TRECHO DO DOCUMENTO:
7º Festival Internacional de Cinema de Salvador – Parte 2

Importante cineasta polonês, homenageado pelo evento, Andrzej Wajda teve uma pequena retrospectiva de sua obra exibida na cidade. A seleção privilegiou os filmes menos conhecidos do cineasta, muitos deles nunca exibidos no Brasil. Só pude ver dois deles. Um é clássico, o outro, mais recente, é devastador.

O Homem de Mármore (Czlowiek z marmuru, Polônia, 1977)
Dir: Andrzej Wajda


Como um Cidadão Kane comunista, esse O Homem de Mármore é a busca pela reconstrução de uma personagem. No filme de Wajda, a pessoa em questão é um pedreiro tido por muitos como líder proletário que fortaleceu a imagem do movimento trabalhista e deu forças à luta de classes na década de 50.

25 anos depois, Agnieszka (Krystyna Janda, em seu primeiro papel no cinema) está fazendo um filme/tese de conclusão de curso sobre esse personagem, Mateusz Birkut (Jerzy Radziwilowicz). Ela vai enfrentar o próprio sistema comunista vigente para desenterrar as verdades sobre a real participação de Birkut no processo “revolucionário”, a despeito das pessoas e poderes que estavam por trás de toda aquela história.

Portanto, o filme é sobre a força da imagem (em movimento ou aquela representada pela estátua de mármore de Birkut) enquanto construtora de ídolos que mais tarde seriam esquecidos, e Wajda filma com o vigor de quem também teve dificuldades para criticar o próprio sistema comunista que forjava seus símbolos efêmeros para criar proximidade com o povo.

Mesmo assim, o filme perde um pouco da força pela tentativa de exagerar na contundência com que os atores defendem seus personagens e pronunciam o texto, soando levemente panfletário (Agnieszka é totalmente determinada, Birkut é visto como o fantoche coitado). De qualquer forma, a história é muito bem resolvida, sem soar forçada. O Homem de Mármore ganhou uma continuação mais famosa (O Homem de Ferro, Palma de Ouro no Festival de Cannes em 1981), trilhando o mesmo caminho da denúncia embasada e nunca desrespeitosa com seus personagens e realidade histórica.

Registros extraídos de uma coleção
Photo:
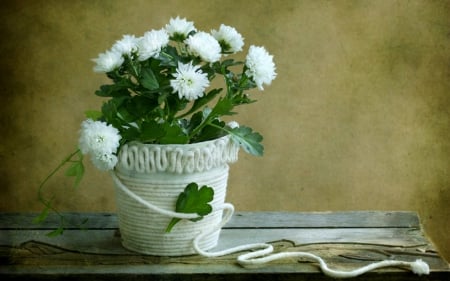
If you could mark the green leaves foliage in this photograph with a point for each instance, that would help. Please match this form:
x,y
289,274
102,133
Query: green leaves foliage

* * *

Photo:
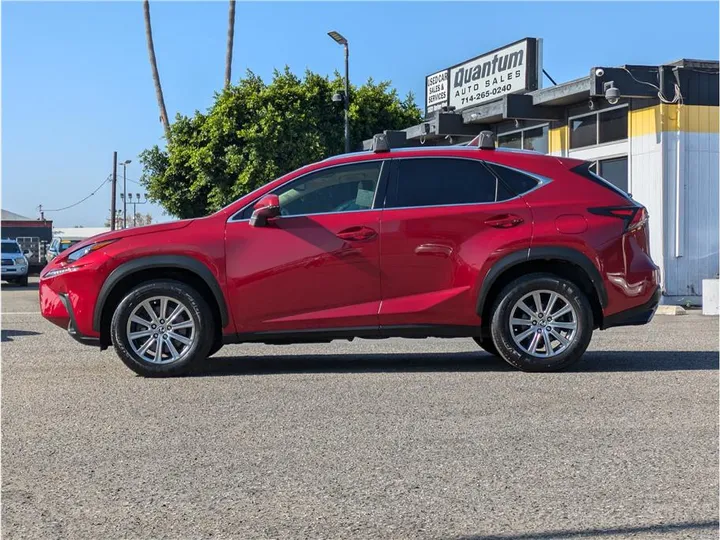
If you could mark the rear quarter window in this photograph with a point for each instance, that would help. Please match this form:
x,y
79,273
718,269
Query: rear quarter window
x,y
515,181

---

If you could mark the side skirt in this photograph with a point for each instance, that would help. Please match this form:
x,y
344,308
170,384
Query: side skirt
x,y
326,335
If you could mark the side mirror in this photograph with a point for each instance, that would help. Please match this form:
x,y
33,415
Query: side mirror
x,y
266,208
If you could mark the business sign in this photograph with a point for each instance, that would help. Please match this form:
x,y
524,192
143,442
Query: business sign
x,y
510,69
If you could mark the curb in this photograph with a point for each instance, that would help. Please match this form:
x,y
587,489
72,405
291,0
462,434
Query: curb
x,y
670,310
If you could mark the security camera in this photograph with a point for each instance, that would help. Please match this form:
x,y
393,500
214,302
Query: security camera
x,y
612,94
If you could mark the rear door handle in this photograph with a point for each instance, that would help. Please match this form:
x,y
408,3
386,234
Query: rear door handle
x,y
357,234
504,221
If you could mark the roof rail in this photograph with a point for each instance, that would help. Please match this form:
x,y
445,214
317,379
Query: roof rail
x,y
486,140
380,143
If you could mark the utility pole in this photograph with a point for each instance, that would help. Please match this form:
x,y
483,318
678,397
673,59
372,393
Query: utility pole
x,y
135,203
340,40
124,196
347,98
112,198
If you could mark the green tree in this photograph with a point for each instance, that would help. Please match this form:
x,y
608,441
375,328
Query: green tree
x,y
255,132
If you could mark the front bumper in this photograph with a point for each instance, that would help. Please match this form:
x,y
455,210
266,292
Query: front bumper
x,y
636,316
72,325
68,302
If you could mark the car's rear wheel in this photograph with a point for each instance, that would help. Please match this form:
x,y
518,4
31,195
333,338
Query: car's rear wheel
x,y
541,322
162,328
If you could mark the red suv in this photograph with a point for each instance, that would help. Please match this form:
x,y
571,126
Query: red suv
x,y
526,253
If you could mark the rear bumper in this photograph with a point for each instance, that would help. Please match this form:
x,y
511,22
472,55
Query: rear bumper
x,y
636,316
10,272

TAREFA PROPOSTA 1:
Traduza para o inglês a frase "De qualquer forma, a história é muito bem resolvida, sem soar forçada.", retirada do texto sobre o festival.
TAREFA PROPOSTA 2:
Transcreva do texto sobre o festival o trecho que começa com as palavras que contêm "25 anos depois, Agnieszka" e termina com "com o povo.".
Os dados acima não são necessários para a resolução.

RESPOSTA DO EXERCÍCIO 1:
In any case, the story is very well resolved, without sounding forced.

RESPOSTA DO EXERCÍCIO 2:
25 anos depois, Agnieszka (Krystyna Janda, em seu primeiro papel no cinema) está fazendo um filme/tese de conclusão de curso sobre esse personagem, Mateusz Birkut (Jerzy Radziwilowicz). Ela vai enfrentar o próprio sistema comunista vigente para desenterrar as verdades sobre a real participação de Birkut no processo “revolucionário”, a despeito das pessoas e poderes que estavam por trás de toda aquela história.

Portanto, o filme é sobre a força da imagem (em movimento ou aquela representada pela estátua de mármore de Birkut) enquanto construtora de ídolos que mais tarde seriam esquecidos, e Wajda filma com o vigor de quem também teve dificuldades para criticar o próprio sistema comunista que forjava seus símbolos efêmeros para criar proximidade com o povo.